**TASK STATEMENT**
Print the lines of the material from the one containing "Expected: one point per instance of the stork with" through the one containing "(1061, 320)", inclusive, without changing them.

(Image object location entries)
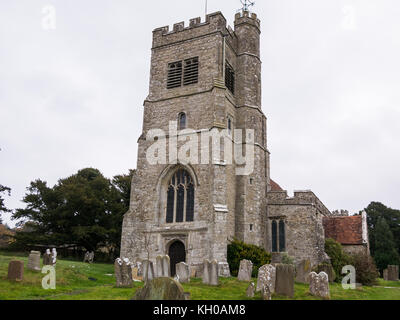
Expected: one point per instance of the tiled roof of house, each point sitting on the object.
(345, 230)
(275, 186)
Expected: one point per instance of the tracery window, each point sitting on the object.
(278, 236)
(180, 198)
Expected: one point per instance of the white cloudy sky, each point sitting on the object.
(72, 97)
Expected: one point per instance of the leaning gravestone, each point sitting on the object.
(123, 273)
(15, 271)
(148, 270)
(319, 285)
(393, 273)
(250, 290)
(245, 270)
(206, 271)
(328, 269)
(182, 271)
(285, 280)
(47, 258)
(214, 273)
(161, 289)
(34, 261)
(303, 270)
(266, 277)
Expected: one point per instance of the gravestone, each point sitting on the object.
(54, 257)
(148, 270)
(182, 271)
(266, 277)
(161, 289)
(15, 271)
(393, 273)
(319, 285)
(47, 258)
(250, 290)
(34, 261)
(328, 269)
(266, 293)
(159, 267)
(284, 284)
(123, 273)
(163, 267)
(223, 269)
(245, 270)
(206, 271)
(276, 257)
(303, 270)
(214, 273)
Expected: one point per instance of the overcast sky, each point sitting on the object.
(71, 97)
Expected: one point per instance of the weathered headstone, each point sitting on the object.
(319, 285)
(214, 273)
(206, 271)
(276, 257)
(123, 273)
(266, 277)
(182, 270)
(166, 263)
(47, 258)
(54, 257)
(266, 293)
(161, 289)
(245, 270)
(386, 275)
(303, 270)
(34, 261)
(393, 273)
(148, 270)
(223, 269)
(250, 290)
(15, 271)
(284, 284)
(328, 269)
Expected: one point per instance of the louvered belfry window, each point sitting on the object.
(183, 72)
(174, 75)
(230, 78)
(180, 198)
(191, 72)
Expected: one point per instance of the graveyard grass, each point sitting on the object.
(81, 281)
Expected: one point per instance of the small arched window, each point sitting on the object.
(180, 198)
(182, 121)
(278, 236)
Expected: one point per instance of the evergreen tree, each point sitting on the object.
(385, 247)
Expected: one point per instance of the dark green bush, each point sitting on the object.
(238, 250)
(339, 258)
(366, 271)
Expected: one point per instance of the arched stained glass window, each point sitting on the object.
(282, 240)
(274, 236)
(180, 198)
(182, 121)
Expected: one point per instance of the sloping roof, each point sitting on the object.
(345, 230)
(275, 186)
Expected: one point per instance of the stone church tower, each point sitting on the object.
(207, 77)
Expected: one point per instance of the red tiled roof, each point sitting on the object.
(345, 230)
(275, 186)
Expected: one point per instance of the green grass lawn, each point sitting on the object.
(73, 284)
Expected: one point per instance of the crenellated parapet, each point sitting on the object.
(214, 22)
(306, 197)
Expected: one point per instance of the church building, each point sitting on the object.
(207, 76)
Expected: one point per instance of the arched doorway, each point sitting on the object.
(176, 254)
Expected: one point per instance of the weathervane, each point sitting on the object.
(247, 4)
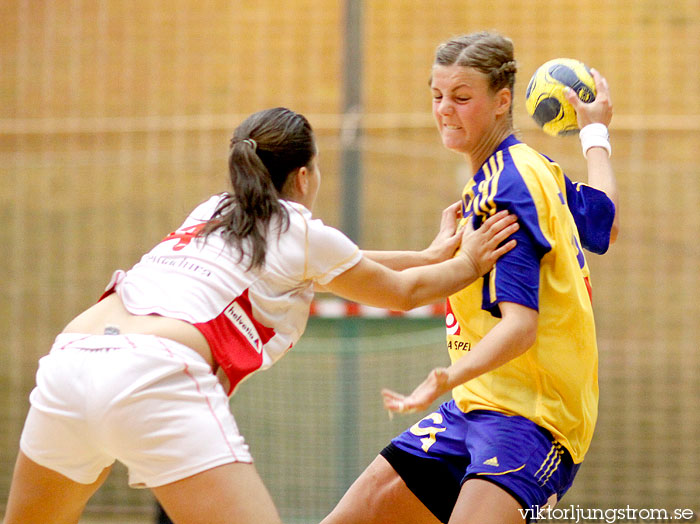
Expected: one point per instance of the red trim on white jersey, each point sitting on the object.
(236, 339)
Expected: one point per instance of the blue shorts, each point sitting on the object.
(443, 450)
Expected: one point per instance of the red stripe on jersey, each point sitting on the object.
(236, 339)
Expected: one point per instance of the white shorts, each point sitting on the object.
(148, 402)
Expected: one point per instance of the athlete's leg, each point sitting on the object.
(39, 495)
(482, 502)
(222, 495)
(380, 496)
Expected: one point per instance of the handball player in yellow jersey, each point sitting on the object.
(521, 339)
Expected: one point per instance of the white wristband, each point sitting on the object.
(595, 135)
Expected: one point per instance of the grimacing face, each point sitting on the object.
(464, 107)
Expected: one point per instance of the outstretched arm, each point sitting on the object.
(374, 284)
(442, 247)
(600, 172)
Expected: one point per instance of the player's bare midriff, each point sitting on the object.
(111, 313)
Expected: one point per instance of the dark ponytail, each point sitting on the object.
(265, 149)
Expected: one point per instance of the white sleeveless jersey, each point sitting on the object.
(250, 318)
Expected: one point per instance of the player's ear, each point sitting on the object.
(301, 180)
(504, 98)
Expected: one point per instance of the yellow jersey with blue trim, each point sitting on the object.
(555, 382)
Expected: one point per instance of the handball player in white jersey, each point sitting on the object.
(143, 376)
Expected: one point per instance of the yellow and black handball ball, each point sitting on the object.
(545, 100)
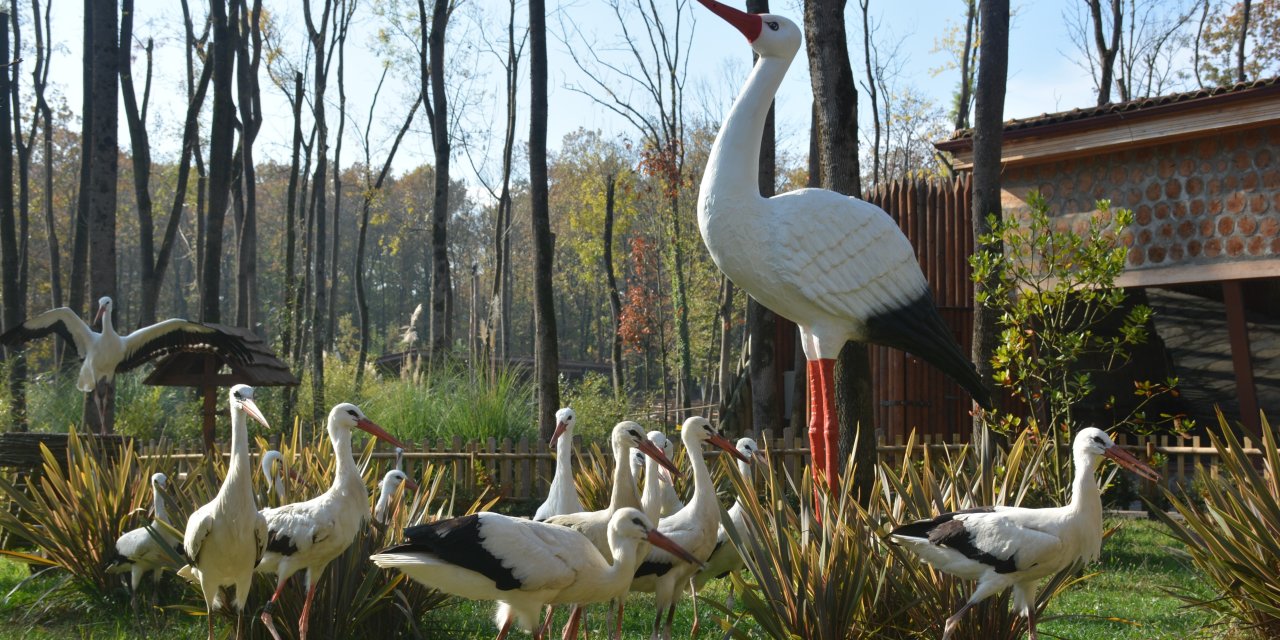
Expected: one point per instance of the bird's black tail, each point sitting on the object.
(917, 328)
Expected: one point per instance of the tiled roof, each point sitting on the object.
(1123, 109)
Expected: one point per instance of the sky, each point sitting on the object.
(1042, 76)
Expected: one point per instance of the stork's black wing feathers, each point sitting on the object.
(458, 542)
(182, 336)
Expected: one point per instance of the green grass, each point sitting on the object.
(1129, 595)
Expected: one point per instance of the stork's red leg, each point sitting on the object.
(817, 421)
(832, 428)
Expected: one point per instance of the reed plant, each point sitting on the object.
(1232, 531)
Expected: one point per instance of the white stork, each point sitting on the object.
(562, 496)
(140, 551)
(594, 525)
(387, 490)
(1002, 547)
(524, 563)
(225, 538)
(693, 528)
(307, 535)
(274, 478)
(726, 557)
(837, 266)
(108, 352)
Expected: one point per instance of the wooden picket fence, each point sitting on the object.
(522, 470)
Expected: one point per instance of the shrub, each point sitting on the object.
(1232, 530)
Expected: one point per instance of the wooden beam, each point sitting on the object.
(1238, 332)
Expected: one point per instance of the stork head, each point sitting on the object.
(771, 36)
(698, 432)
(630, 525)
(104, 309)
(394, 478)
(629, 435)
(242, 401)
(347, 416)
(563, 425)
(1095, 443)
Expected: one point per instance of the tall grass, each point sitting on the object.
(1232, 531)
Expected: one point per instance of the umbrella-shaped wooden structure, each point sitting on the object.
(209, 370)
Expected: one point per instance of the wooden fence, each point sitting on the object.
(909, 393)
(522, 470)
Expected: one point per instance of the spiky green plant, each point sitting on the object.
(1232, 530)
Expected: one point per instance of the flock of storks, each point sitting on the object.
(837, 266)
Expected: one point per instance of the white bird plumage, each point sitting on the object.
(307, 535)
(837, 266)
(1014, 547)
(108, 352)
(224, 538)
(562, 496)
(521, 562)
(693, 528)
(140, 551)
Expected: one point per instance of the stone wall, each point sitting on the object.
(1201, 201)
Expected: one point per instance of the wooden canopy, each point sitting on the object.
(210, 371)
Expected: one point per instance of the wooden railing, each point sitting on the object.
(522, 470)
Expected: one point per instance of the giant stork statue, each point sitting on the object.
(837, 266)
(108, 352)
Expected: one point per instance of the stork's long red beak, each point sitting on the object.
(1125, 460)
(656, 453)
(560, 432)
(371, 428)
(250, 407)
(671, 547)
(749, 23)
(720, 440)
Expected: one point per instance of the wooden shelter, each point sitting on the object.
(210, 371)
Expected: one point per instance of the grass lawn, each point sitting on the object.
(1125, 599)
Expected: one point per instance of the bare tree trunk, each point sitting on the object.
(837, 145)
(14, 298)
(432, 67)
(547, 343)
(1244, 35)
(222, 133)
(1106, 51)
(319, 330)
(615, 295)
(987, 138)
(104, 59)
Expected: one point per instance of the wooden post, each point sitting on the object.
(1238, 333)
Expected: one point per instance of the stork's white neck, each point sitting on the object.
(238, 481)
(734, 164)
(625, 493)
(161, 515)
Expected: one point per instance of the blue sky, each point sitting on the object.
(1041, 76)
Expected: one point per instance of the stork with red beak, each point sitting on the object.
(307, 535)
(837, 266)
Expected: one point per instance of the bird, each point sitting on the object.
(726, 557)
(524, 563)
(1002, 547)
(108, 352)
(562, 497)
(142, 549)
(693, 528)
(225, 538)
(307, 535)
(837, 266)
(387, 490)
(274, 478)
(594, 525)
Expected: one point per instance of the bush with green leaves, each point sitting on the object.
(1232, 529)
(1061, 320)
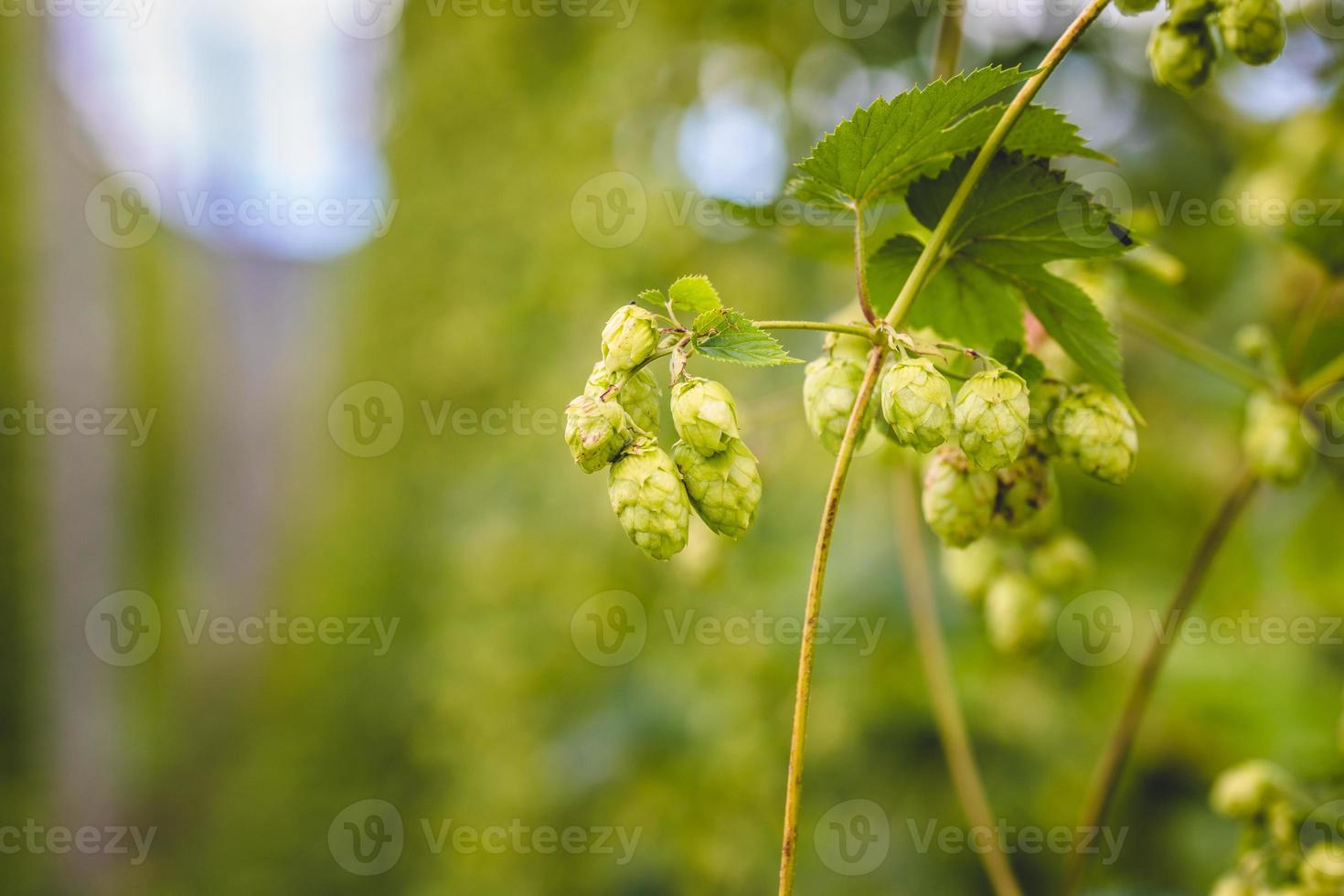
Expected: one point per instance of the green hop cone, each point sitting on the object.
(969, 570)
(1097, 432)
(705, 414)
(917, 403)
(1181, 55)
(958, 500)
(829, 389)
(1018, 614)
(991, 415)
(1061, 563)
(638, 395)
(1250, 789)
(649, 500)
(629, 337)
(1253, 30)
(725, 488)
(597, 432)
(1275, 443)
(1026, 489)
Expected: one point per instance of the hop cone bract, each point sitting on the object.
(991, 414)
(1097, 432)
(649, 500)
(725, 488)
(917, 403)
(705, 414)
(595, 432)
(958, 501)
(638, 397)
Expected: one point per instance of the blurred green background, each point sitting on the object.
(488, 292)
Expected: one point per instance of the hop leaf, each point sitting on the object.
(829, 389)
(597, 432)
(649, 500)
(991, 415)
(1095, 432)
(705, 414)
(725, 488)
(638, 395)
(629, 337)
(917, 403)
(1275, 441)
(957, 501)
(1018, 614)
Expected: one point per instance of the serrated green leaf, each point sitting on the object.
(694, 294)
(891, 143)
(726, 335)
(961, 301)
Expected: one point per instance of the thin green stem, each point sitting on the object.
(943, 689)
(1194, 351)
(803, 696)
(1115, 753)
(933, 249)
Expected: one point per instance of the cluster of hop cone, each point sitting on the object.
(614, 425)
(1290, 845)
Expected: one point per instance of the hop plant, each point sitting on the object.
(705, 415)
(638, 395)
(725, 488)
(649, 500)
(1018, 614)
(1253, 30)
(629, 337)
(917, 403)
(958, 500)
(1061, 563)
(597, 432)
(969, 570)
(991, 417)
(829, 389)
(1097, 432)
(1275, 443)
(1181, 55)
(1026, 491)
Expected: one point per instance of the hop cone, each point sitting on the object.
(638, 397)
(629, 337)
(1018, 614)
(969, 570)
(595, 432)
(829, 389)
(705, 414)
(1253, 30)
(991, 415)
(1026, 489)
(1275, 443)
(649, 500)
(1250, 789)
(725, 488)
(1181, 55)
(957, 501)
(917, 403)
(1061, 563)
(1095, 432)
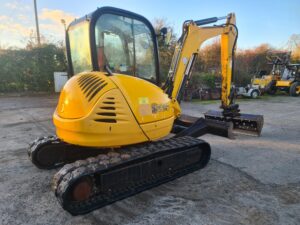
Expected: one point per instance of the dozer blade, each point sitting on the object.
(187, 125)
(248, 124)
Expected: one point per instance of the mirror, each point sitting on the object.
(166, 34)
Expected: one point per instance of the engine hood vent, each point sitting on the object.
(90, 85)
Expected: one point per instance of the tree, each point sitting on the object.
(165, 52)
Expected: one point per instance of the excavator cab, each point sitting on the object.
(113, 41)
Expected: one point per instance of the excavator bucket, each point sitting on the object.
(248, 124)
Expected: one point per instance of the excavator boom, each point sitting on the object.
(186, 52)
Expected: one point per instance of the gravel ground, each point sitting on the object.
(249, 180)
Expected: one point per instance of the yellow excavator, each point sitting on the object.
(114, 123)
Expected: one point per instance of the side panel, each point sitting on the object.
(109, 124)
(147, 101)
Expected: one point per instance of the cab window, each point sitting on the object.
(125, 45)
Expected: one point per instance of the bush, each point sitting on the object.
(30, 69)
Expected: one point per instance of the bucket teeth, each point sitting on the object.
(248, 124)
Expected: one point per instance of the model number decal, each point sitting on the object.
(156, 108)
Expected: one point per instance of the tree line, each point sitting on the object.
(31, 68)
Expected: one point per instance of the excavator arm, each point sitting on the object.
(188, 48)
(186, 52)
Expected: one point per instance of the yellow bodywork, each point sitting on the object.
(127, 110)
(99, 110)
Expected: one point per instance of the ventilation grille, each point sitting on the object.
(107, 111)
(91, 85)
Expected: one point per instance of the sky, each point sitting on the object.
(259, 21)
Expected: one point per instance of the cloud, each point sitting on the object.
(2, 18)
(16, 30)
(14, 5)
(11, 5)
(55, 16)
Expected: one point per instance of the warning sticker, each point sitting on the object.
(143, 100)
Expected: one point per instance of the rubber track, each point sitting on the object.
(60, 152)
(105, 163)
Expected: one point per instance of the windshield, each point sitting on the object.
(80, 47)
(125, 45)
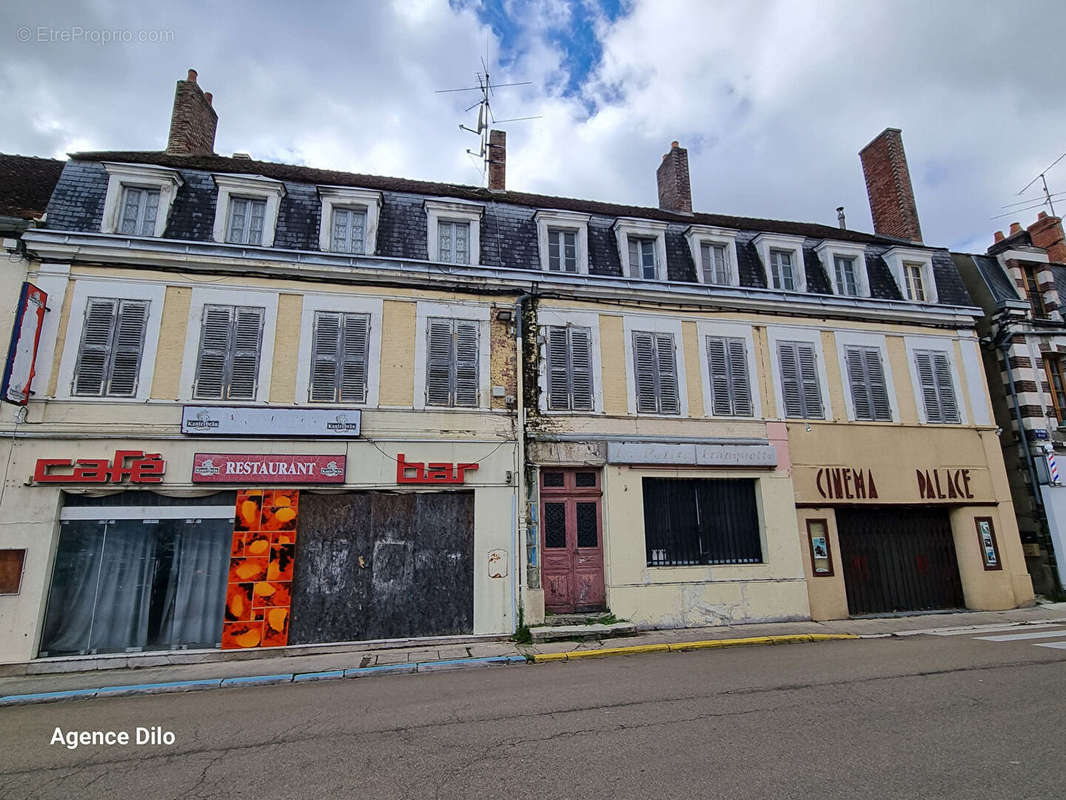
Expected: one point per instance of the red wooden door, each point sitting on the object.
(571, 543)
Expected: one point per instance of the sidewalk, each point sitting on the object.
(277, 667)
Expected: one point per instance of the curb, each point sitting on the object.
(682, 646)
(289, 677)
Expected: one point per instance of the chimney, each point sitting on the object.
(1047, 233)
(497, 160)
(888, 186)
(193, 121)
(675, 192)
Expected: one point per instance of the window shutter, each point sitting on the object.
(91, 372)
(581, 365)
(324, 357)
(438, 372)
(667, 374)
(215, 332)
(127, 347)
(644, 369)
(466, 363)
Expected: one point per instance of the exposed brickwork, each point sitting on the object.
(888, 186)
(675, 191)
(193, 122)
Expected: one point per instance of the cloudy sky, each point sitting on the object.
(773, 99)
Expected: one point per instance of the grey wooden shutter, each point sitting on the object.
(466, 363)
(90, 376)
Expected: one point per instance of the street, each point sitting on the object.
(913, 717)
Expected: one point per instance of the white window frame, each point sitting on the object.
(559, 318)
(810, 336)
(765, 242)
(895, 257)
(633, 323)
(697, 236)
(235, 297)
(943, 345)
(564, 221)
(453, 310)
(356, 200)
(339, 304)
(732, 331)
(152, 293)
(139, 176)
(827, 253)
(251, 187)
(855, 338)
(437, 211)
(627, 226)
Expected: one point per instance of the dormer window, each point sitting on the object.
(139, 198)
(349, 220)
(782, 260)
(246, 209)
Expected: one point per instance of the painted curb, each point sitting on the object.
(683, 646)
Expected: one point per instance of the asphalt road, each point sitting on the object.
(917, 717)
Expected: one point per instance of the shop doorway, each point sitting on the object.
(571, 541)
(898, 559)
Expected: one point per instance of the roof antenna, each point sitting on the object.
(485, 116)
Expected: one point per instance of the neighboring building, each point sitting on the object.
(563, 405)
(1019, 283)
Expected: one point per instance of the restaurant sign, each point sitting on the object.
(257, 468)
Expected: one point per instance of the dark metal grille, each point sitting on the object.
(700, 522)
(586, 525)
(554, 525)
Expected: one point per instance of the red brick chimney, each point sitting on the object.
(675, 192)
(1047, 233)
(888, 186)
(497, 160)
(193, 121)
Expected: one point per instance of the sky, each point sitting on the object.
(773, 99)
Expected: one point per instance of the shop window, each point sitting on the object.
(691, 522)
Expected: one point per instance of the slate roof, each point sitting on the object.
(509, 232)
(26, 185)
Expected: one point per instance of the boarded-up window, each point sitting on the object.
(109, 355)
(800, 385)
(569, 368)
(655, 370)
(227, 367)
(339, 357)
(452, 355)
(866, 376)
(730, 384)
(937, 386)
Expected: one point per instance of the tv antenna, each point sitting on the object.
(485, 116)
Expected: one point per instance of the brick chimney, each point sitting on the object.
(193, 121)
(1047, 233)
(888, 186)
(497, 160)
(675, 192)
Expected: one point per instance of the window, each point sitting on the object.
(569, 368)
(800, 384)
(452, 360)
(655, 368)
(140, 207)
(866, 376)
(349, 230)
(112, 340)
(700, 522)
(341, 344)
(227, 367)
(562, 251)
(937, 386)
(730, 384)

**ANSWER BELOW**
Expected: one point per instance of the stork with red beak, each point sitting on the object.
(307, 535)
(837, 266)
Expected: one point per instance of the bird, each point sitting on the object.
(726, 557)
(524, 563)
(1002, 547)
(108, 352)
(562, 497)
(142, 549)
(693, 528)
(225, 538)
(307, 535)
(837, 266)
(387, 490)
(274, 478)
(594, 525)
Expected: one point per instance of the bush with green leaves, each point sitting on the object.
(1232, 529)
(1061, 320)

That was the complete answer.